* **Aufgabe**
Zitiere aus dem Text über die Pegida-Kundgebung in Dresden den Teil zwischen "Zwei Jahre nach" und "um ein Polizeivideo.", beide einschließlich.

::: Ausgewählter Abschnitt :::

Zwei Jahre nach dem Entstehen der islamfeindlichen Pegida-Bewegung haben am Sonntag Tausende Anhänger in Dresden demonstriert. Der Gegenprotest beschränkte sich auf einige Hundert. Die Polizei war mit einem Großaufgebot im Einsatz, um Zusammenstöße wie vor einem Jahr zu verhindern. Ärger gibt es um ein Polizeivideo.
Das islam- und fremdenfeindliche Pegida-Bündnis hat bei einer Kundgebung zu seinem zweijährigen Bestehen am Sonntag in Dresden nach Schätzungen etwa 7.500 Menschen auf die Straße gebracht. Die Forschungsgruppe "Durchgezählt" spricht von 6.500 bis 8.500 Teilnehmern. Im vergangenen Jahr waren es rund 20.000 Menschen.

::: Datensatzeinträge :::

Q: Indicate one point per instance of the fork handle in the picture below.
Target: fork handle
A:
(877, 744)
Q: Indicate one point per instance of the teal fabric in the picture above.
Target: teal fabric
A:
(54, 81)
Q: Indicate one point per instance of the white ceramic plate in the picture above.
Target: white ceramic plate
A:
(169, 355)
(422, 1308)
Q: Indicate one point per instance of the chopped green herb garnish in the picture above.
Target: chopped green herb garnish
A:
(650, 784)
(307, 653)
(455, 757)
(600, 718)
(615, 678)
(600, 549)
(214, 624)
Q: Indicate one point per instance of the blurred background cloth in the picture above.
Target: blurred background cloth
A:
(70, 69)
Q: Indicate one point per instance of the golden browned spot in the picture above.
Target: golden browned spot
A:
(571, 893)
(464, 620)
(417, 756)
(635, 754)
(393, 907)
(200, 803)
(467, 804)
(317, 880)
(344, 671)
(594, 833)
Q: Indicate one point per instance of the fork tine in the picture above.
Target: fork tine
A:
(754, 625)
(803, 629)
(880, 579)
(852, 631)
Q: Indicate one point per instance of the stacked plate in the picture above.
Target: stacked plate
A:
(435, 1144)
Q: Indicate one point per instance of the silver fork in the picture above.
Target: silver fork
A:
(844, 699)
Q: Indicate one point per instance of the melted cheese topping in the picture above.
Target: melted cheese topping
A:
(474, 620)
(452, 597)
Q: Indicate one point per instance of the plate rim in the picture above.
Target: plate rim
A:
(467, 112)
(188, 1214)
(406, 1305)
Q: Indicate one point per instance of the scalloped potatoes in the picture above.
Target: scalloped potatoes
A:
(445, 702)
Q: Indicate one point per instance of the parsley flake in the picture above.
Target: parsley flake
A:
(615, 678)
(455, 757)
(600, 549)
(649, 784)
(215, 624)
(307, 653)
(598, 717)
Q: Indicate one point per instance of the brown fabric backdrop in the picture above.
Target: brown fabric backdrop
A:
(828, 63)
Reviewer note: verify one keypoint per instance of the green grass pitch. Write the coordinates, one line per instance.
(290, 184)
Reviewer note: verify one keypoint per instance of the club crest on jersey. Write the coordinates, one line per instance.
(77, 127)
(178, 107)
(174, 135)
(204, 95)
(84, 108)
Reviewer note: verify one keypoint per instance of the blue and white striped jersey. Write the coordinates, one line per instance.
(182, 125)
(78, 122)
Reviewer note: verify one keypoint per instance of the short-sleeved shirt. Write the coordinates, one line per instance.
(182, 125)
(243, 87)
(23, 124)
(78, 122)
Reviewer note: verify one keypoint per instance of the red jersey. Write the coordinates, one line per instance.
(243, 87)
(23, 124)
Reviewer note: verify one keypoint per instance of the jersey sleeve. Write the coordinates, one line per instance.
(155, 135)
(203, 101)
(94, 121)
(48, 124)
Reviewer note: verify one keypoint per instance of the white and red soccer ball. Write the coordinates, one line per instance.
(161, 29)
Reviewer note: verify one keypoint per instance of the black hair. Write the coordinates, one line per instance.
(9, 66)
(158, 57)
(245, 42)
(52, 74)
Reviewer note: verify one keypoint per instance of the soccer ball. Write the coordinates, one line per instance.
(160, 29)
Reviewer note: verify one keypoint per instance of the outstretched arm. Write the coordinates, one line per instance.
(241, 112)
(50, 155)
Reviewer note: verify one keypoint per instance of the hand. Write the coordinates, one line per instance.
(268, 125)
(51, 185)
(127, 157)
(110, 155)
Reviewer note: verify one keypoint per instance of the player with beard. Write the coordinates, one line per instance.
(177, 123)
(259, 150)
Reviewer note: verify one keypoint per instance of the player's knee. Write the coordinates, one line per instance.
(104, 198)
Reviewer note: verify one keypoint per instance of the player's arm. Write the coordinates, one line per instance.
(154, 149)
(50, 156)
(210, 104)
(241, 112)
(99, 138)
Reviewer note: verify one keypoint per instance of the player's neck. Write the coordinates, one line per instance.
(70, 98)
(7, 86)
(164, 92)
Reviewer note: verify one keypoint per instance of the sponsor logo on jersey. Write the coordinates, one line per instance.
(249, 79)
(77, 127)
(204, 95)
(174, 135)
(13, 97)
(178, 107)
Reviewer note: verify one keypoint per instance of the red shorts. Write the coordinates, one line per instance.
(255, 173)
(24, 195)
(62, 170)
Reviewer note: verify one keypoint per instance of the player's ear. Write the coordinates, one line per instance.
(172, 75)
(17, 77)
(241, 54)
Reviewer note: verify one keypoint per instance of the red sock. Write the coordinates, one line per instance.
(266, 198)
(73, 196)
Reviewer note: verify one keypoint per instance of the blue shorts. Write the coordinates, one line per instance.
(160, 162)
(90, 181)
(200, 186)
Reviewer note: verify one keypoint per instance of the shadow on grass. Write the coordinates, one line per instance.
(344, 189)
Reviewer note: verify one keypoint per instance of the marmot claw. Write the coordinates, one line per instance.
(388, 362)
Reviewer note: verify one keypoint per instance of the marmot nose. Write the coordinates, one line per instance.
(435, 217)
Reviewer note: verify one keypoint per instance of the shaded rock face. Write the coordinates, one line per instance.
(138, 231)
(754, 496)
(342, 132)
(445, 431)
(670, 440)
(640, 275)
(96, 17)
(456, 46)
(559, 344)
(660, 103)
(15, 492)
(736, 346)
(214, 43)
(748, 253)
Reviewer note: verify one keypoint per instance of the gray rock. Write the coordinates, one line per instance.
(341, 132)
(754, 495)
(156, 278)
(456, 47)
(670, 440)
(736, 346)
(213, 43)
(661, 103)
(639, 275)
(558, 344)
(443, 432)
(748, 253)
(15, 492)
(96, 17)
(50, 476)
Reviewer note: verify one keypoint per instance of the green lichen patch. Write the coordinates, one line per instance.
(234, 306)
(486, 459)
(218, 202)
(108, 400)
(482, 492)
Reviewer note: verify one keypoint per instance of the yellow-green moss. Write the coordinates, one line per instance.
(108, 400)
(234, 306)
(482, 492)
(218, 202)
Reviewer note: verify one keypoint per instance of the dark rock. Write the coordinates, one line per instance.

:::

* **Ausgabe**
Zwei Jahre nach dem Entstehen der islamfeindlichen Pegida-Bewegung haben am Sonntag Tausende Anhänger in Dresden demonstriert. Der Gegenprotest beschränkte sich auf einige Hundert. Die Polizei war mit einem Großaufgebot im Einsatz, um Zusammenstöße wie vor einem Jahr zu verhindern. Ärger gibt es um ein Polizeivideo.